## Object location annotation data
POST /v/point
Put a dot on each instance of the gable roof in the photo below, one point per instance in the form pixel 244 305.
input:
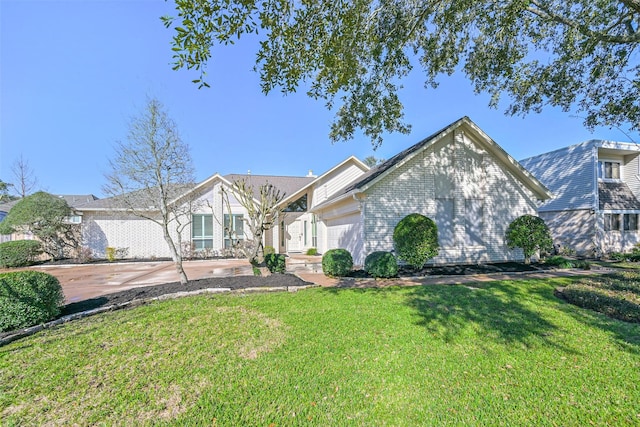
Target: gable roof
pixel 489 144
pixel 287 185
pixel 382 170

## Instructions for the task
Lay out the records above as a two-column CSV with the headers "instruction" and "points," one row per record. Put each record's text and its answer in a single quoted field with line breaks replaced by spaces, and leave out the pictures.

## Task result
instruction,points
"POST /v/point Put a dot on each instance of the gable roof in the photo below, one point per instance in the form pixel 244 305. input: Target: gable roof","pixel 489 144 pixel 287 185 pixel 382 170"